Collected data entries

:::::

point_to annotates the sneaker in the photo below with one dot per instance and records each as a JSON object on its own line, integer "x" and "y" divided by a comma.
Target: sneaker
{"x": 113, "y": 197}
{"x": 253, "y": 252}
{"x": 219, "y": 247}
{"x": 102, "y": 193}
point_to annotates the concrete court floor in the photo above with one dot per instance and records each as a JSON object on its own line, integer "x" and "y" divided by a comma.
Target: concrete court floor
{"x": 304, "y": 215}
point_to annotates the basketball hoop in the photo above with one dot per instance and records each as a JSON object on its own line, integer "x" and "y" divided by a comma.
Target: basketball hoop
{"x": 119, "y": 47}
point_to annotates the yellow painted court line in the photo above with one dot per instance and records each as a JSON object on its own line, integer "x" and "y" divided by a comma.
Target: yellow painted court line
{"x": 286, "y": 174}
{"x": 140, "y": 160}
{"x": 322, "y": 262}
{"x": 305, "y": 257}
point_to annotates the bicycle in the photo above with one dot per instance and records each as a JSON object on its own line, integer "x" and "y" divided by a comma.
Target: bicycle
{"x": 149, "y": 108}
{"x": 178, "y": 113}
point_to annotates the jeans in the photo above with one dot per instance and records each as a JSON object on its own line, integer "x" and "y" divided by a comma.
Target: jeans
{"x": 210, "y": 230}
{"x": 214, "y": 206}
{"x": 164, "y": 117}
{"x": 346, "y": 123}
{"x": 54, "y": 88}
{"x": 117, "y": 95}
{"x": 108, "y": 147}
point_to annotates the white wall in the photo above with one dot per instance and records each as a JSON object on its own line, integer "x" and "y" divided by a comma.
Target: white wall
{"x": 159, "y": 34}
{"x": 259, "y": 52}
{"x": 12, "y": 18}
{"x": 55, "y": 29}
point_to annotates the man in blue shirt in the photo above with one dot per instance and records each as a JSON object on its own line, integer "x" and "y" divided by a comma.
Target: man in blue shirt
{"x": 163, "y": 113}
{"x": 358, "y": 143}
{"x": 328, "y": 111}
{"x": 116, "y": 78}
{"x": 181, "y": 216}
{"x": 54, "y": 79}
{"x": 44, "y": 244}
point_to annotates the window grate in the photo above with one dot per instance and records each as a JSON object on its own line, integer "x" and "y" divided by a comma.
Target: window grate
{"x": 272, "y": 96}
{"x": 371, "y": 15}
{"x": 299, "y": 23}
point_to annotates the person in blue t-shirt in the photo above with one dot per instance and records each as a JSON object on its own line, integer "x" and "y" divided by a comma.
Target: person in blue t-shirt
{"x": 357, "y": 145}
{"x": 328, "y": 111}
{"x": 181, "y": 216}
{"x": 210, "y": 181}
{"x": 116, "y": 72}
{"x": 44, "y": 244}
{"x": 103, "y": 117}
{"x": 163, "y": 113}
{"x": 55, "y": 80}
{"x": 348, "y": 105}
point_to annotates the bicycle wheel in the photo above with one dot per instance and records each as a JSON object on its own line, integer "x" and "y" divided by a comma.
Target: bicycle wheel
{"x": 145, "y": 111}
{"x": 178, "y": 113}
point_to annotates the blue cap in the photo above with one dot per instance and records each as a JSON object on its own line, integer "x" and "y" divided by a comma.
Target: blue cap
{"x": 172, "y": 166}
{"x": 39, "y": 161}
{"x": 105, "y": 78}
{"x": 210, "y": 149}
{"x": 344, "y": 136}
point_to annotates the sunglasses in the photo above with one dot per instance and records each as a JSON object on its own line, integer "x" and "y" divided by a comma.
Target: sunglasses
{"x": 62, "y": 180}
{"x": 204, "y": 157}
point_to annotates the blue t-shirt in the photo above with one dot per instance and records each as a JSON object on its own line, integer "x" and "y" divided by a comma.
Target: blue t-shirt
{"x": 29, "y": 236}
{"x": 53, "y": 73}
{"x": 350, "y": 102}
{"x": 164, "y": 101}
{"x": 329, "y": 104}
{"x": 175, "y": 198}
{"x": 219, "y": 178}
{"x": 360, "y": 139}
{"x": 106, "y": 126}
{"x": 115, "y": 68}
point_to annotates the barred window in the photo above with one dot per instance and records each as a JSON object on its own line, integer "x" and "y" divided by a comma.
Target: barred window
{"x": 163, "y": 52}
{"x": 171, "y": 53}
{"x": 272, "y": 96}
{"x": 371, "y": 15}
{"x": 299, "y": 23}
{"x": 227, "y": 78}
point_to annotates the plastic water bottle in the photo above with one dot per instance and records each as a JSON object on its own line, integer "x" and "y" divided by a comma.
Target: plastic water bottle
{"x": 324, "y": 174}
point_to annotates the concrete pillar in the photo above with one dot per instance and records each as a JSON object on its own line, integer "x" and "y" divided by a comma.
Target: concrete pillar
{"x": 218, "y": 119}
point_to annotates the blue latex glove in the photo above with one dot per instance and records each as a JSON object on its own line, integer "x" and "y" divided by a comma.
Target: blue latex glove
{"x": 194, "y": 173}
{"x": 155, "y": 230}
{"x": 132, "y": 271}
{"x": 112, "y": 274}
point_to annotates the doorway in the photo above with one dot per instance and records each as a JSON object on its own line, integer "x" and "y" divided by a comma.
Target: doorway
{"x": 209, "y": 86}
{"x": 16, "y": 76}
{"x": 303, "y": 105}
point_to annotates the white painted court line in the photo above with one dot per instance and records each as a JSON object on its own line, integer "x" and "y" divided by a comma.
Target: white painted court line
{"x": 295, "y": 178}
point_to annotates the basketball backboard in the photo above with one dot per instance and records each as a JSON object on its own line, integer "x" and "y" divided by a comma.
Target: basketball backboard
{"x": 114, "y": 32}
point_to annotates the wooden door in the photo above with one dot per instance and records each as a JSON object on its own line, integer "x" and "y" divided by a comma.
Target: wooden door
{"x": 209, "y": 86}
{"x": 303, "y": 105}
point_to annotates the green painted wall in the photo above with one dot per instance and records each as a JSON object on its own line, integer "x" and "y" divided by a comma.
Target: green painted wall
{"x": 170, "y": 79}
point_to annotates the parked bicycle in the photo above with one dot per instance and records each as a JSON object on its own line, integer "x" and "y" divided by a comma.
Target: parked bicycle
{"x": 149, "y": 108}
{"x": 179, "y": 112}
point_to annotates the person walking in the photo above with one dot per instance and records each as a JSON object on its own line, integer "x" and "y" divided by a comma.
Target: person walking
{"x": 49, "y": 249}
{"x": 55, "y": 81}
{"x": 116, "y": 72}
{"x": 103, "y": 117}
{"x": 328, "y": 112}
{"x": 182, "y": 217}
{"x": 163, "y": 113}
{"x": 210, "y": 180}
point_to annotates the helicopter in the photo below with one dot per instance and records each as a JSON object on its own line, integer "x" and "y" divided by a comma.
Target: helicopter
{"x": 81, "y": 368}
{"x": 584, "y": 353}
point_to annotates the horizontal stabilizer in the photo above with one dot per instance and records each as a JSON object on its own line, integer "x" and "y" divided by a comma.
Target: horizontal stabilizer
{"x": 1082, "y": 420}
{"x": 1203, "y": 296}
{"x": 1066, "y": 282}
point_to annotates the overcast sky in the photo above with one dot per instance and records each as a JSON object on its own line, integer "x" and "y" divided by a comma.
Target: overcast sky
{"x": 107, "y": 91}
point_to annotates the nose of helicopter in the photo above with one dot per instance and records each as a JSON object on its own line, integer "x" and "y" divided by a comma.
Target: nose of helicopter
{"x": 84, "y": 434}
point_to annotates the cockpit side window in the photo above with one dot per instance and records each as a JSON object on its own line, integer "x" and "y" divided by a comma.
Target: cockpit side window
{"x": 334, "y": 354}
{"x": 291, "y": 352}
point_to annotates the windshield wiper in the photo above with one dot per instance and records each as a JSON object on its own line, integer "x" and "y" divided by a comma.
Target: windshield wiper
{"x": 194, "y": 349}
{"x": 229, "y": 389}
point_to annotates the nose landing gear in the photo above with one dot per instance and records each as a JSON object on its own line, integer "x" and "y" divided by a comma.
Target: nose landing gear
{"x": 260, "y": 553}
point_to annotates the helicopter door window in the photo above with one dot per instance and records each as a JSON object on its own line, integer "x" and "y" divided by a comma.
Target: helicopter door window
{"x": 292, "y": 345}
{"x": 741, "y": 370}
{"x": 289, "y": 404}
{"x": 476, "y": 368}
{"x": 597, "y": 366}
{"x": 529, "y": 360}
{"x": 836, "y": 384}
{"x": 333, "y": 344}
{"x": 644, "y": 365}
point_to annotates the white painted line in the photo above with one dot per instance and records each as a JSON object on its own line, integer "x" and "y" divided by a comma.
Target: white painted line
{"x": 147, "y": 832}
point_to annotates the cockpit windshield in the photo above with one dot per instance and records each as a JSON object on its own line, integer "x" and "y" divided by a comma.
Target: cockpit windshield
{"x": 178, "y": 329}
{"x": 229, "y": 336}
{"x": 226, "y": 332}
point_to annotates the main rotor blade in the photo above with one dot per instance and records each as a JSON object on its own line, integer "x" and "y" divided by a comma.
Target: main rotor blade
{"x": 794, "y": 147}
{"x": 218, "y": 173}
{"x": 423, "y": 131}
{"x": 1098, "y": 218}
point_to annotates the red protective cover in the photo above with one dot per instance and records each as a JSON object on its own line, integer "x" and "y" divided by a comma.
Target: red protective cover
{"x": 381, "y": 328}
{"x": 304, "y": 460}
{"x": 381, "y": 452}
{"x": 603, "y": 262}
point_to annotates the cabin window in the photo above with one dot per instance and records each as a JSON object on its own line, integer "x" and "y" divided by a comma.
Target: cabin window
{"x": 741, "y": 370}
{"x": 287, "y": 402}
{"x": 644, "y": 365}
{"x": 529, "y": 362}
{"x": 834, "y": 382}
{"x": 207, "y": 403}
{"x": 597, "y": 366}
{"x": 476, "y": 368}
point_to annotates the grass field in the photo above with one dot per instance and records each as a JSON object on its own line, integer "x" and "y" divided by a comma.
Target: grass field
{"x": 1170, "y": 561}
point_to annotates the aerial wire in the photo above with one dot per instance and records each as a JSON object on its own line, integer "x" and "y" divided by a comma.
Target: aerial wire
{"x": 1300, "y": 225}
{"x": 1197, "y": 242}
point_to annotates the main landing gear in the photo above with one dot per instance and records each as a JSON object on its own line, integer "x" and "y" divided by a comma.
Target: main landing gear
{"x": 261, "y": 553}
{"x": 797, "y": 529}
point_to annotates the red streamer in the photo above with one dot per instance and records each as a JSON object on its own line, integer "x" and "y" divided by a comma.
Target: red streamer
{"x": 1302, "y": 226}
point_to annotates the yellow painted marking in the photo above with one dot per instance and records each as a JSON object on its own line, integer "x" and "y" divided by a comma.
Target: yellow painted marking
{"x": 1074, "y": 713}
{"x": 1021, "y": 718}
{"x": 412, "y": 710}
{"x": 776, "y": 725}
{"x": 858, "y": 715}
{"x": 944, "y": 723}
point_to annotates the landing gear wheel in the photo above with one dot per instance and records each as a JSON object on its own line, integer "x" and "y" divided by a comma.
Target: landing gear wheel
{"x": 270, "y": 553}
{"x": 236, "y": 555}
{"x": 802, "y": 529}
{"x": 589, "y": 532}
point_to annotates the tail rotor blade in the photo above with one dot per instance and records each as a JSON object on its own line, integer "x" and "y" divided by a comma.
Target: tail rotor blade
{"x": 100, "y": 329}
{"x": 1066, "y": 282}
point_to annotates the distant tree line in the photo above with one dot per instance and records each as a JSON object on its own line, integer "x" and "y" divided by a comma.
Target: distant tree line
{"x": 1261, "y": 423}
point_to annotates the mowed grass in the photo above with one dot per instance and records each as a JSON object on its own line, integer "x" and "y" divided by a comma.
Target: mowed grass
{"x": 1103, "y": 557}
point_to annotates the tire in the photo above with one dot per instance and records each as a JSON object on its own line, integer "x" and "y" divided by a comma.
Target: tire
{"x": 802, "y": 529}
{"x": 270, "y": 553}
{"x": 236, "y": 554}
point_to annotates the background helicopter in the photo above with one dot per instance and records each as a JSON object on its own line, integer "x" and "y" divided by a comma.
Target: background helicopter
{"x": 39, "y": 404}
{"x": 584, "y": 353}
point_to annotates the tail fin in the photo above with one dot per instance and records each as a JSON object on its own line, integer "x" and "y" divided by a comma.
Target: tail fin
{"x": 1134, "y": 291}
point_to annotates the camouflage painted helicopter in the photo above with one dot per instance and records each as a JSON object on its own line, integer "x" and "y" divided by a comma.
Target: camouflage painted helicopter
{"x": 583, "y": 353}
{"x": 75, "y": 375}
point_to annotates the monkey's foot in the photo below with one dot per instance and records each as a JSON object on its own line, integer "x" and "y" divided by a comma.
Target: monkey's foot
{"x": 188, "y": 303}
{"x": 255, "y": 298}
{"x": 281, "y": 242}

:::::

**What is needed:** Begin with the line containing "point_to annotates the camouflage" and repeat each line exactly until the records above end.

**Solved exercise:**
point_to annotates the camouflage painted helicopter in the photo above with one dot per instance and records each as a JSON object on its own line, integer "x" and "y" divided by a comma.
Target: camouflage painted helicopter
{"x": 583, "y": 353}
{"x": 75, "y": 375}
point_to annotates the monkey's foot in the photo below with one dot per instance and records each as a JSON object on its own line, integer "x" and "y" divided by a comma.
Target: monkey's foot
{"x": 188, "y": 303}
{"x": 255, "y": 298}
{"x": 281, "y": 242}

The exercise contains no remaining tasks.